Questions to answer –
**1)** From the Herbert Abbott biography, reproduce the text word for word, from "Herbert Edward Stacy Abbott (6" up to and including "in first-class cricket.".
**2)** Rewrite the paragraph of the Herbert Abbott biography that begins "While briefly back in England in 1902" as a bulleted list that keeps its main facts.
**3)** List every military rank that the Herbert Abbott biography says Abbott was promoted to or granted, with the year given for each.

Excerpt to read –
=== Begin Enclosure ===
Personal information
- Full name: Herbert Edward Stacy Abbott
- Born: 6 April 1855 Alipore, Bengal, British India
- Died: 13 June 1939 (aged 84) Richmond, Surrey, England

Domestic team information
- 1902: Marylebone Cricket Club

Career statistics
| Competition | First-class |
| Matches | 1 |
| Runs scored | 19 |
| Batting average | 9.50 |
| 100s/50s | 0/0 |
| Top score | 18 |
| Catches/stumpings | 0/– |
- Source: Cricinfo, 4 April 2015

= Herbert Abbott (British Army officer) =

English cricketer and British Army officer

Herbert Edward Stacy Abbott (6 April 1855 – 13 June 1939) was a British Army officer and an English amateur cricketer who made one appearance in first-class cricket.

The son of Major-General Herbert Edward Stacy Abbott, he was born in British India at Alipore. He was educated at Elizabeth College, Guernsey, before attending the Royal Military Academy, Woolwich. Abbott was commissioned into the Royal Engineers on 17 August 1874, and was sent to India in 1877. He served in the Second Anglo-Afghan War as an assistant engineer. Following the war he was posted to the Punjab where he worked in the Punjab Public Works Department. He was promoted to captain in August 1885 and later served with the Hazara Expedition of 1888, with promotion to major coming in 1894. He was appointed a Companion of the Distinguished Service Order in January 1896 for his actions with the Chitral Relief Force, and was later promoted to lieutenant colonel in 1901.

While briefly back in England in 1902, Abbott played a single first-class cricket match, at the age of 47, for Marylebone Cricket Club (MCC) against London County at Crystal Palace. He returned to India where he became the officiating Chief Engineer of the Public Works Department in the Punjab, 1903–1904, before returning to England to retire in 1906, upon which he was granted the rank of colonel. He was re-employed in 1909 as War Office Inspector of Territorial Buildings and was placed in charge of the Duke of York's Headquarters in Chelsea. His only son was killed in action during the First World War, during which Abbott served in London on special duties. He was made a CBE in the War Honours List of January 1919.

He died at Richmond in Surrey on 13 June 1939.
=== End Enclosure ===
Data excerpts –
=== Begin Enclosure ===
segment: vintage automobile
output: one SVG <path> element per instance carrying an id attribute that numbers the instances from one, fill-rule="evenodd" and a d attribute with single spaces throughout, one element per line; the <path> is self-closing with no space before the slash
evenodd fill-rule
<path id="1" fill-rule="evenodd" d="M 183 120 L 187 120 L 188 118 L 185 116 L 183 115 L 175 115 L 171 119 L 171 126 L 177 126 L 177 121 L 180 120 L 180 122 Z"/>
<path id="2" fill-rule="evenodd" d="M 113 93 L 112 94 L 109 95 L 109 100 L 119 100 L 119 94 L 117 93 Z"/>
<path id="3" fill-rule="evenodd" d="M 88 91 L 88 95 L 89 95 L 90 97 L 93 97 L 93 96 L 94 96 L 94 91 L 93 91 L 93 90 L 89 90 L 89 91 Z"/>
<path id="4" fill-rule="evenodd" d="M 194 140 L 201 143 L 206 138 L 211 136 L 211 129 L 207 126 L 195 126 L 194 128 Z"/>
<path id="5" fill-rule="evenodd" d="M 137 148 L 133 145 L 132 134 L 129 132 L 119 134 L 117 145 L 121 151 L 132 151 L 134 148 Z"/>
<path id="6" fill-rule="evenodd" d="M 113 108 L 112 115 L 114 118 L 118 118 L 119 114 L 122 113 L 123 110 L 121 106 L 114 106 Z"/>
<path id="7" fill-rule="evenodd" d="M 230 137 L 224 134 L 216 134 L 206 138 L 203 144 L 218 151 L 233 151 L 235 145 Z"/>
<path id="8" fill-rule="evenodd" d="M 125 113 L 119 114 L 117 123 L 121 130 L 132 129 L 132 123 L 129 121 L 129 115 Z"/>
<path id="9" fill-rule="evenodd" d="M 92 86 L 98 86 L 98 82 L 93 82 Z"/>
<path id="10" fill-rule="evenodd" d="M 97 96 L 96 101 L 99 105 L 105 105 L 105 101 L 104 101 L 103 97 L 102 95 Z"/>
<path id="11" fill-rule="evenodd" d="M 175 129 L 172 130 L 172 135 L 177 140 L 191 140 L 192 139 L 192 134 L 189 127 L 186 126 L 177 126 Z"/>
=== End Enclosure ===
Answer set –
**1)**
Herbert Edward Stacy Abbott (6 April 1855 – 13 June 1939) was a British Army officer and an English amateur cricketer who made one appearance in first-class cricket.

**2)**
- In 1902, at age 47 and briefly back in England, Abbott played his only first-class cricket match, for Marylebone Cricket Club (MCC) against London County at Crystal Palace.
- He returned to India and was officiating Chief Engineer of the Public Works Department in the Punjab from 1903 to 1904.
- He retired to England in 1906 and was granted the rank of colonel.
- In 1909 he was re-employed as War Office Inspector of Territorial Buildings and put in charge of the Duke of York's Headquarters in Chelsea.
- During the First World War he served in London on special duties, and his only son was killed in action.
- He was made a CBE in the War Honours List of January 1919.

**3)**
- Captain: 1885
- Major: 1894
- Lieutenant colonel: 1901
- Colonel: 1906